### Data for this exercise
..........
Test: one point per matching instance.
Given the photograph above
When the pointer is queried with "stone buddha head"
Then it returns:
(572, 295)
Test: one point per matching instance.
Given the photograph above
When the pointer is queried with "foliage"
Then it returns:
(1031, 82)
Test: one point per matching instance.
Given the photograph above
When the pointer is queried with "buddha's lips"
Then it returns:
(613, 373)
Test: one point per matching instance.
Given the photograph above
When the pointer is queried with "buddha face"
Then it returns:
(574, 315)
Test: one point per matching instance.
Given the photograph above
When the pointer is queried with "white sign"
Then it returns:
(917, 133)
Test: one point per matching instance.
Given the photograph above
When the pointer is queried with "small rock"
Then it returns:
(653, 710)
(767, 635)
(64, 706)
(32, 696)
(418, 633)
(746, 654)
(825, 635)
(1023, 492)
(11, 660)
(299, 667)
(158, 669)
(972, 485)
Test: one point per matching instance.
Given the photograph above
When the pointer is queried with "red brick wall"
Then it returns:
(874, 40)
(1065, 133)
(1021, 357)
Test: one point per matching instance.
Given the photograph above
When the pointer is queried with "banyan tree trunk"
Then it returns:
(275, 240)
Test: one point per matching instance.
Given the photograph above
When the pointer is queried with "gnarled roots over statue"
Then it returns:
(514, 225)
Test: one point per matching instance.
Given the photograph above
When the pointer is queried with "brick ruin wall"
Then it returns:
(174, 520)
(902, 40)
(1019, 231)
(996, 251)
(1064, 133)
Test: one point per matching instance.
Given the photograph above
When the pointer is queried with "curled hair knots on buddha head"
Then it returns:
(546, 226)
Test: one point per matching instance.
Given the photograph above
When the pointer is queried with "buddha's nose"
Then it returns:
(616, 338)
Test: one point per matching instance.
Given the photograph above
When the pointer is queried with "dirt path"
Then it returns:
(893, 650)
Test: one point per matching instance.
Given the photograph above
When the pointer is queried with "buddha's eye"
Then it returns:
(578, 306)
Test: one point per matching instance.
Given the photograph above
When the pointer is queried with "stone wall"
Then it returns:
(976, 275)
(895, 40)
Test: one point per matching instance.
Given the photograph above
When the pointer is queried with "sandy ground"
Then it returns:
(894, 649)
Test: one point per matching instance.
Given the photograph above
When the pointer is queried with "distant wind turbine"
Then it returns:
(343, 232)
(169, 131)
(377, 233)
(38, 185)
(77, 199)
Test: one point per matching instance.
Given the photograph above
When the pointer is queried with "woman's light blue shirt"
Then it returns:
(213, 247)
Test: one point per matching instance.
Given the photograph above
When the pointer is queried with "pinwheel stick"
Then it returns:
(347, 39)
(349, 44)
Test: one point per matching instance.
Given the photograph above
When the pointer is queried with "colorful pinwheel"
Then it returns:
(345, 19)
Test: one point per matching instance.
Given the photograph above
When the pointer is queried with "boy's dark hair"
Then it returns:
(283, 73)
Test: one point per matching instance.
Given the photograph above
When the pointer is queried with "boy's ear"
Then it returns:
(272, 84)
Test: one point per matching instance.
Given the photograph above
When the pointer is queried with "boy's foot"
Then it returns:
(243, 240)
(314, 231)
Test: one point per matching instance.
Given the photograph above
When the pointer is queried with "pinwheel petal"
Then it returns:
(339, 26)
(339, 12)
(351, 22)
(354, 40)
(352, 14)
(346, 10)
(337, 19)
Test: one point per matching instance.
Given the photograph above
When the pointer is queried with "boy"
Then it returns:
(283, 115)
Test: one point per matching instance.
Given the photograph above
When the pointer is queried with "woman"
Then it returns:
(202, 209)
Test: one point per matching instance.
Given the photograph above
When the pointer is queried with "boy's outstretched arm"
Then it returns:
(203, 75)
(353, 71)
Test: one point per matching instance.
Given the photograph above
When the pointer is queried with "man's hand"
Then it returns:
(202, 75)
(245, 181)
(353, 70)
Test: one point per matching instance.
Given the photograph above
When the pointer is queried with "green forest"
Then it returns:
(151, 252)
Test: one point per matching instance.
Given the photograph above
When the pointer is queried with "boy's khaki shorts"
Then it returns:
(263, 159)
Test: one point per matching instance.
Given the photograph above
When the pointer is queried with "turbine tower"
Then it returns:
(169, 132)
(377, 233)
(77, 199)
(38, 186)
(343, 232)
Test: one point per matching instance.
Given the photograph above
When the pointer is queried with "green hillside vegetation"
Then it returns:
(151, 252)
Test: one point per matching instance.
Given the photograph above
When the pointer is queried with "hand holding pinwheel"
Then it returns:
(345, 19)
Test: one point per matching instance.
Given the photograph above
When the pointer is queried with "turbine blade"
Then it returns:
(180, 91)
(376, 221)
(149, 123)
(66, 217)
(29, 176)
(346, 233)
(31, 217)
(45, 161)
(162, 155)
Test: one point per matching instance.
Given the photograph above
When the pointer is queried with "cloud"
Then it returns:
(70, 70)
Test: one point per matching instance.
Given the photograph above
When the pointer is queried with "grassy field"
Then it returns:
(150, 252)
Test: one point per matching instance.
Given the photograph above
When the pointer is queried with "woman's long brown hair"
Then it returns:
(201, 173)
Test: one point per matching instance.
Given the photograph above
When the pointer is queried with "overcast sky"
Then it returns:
..........
### Short exercise
Reproduce all of the items above line for line, with no changes to any wording, numbers, or punctuation.

### Exercise solution
Test: one point per matching instance.
Given the photograph above
When the pointer is queried with "stone buddha head"
Then it returns:
(572, 295)
Test: one point per matching instance.
Given the photograph above
When the pointer is queried with "foliage"
Then it returns:
(1031, 82)
Test: one point per matching instance.
Given the photograph above
When the pointer is queried with "buddha's lips"
Then it returns:
(613, 373)
Test: one point per matching instance.
Given the photograph above
When the pointer is queried with "buddha face"
Then it returns:
(574, 315)
Test: one point per matching instance.
Given the photograph above
When the pointer is queried with "white sign"
Then it returns:
(917, 133)
Test: one point per matching instance.
Given the photograph above
When the pointer is queried with "small rock"
Then it returns:
(653, 710)
(767, 635)
(64, 706)
(32, 696)
(418, 633)
(746, 654)
(825, 635)
(1023, 492)
(11, 660)
(299, 667)
(158, 669)
(972, 485)
Test: one point per matching instance.
Given the photograph above
When the pointer is queried with "red brick wall"
Then it returns:
(874, 40)
(1065, 133)
(1021, 357)
Test: one point per matching instance.
Given the photograph above
When the pointer is queried with "banyan tree trunk"
Then it returns:
(275, 240)
Test: one point per matching instance.
Given the photograph above
When the pointer is queried with "gnarled roots over statue"
Then it returns:
(514, 225)
Test: one point per matching instance.
Given the photograph above
When the pointer is queried with "brick ruin wall"
Then it returns:
(174, 520)
(902, 40)
(1019, 231)
(996, 251)
(1064, 133)
Test: one point per matching instance.
Given the photograph above
When the pointer is queried with "curled hair knots on buddha head"
Then it returns:
(546, 226)
Test: one point per matching instance.
Given the photograph above
When the pointer is queried with "buddha's nose"
Then it returns:
(616, 338)
Test: one point per matching instance.
Given the photograph above
When the pointer is queried with "dirt path"
Then it returns:
(893, 650)
Test: one point per matching instance.
Given the photograph above
When the pointer is queried with "buddha's eye"
Then it returns:
(578, 306)
Test: one point per matching instance.
Given the photograph above
When the pointer is queried with "stone wall"
Then it returns:
(976, 275)
(895, 40)
Test: one point per matching instance.
Given the photograph above
When the pointer is queried with "sandy ground"
Then it returns:
(894, 649)
Test: one point per matching instance.
Given the photograph above
When the pointer is queried with "distant wind turbine"
Then it returns:
(343, 232)
(169, 131)
(377, 233)
(38, 185)
(77, 199)
Test: one point per matching instance.
Given the photograph above
When the pointer is queried with "woman's light blue shirt"
Then it returns:
(213, 247)
Test: one point per matching instance.
Given the photograph above
When the pointer is queried with "pinwheel stick"
Then it returns:
(347, 39)
(349, 44)
Test: one point per matching instance.
Given the photograph above
When the pointer is queried with "colorful pinwheel"
Then it returns:
(345, 19)
Test: one point per matching instance.
Given the photograph above
When the pointer is queried with "boy's dark hair"
Then it returns:
(283, 73)
Test: one point per matching instance.
Given the photograph above
When the pointer is queried with "boy's ear"
Then it returns:
(272, 84)
Test: one point per matching instance.
Given the photograph above
When the pointer is queried with "boy's foot"
Then it returns:
(243, 240)
(314, 231)
Test: one point per matching instance.
Given the photograph above
When the pointer is queried with "pinwheel petal"
Then it returns:
(339, 26)
(339, 12)
(351, 22)
(354, 40)
(352, 14)
(346, 10)
(337, 19)
Test: one point per matching instance.
Given the photograph above
When the pointer is queried with "boy"
Then it returns:
(283, 115)
Test: one point per matching instance.
Given the photograph above
When the pointer is queried with "woman"
Then it returns:
(202, 209)
Test: one point per matching instance.
Given the photograph above
When the pointer is queried with "boy's outstretched arm"
Then it returns:
(203, 75)
(353, 71)
Test: one point per matching instance.
Given the photograph above
When the pointer is queried with "man's hand"
Then it returns:
(202, 75)
(245, 181)
(353, 70)
Test: one point per matching instance.
Given the photograph above
When the pointer is queried with "green forest"
Then it returns:
(151, 252)
Test: one point per matching instance.
Given the photograph above
When the pointer is queried with "boy's khaki shorts"
Then it returns:
(263, 159)
Test: one point per matching instance.
Given the photograph above
When the pointer is queried with "turbine tower"
Then it returns:
(169, 132)
(377, 233)
(77, 199)
(38, 186)
(343, 232)
Test: one point per matching instance.
Given the photograph above
When the pointer is queried with "green hillside vegetation"
Then it returns:
(151, 252)
Test: one point per matching instance.
Given the photograph above
When the pointer is queried with "hand holding pinwheel"
Then it returns:
(345, 19)
Test: one point per matching instance.
Given the photograph above
When the pointer is queried with "turbine blade"
Then it returns:
(180, 91)
(376, 221)
(149, 123)
(66, 217)
(29, 176)
(346, 233)
(31, 217)
(45, 161)
(162, 155)
Test: one point per matching instance.
Given the photograph above
When the pointer is queried with "cloud"
Then it returns:
(70, 70)
Test: one point per matching instance.
Given the photograph above
When the pointer is queried with "grassy field"
Then it returns:
(150, 252)
Test: one point per matching instance.
Given the photograph above
When the pointer is queried with "woman's long brown hair"
Then it returns:
(201, 173)
Test: one point per matching instance.
Given the photograph above
When the pointer is queried with "overcast sky"
Then it returns:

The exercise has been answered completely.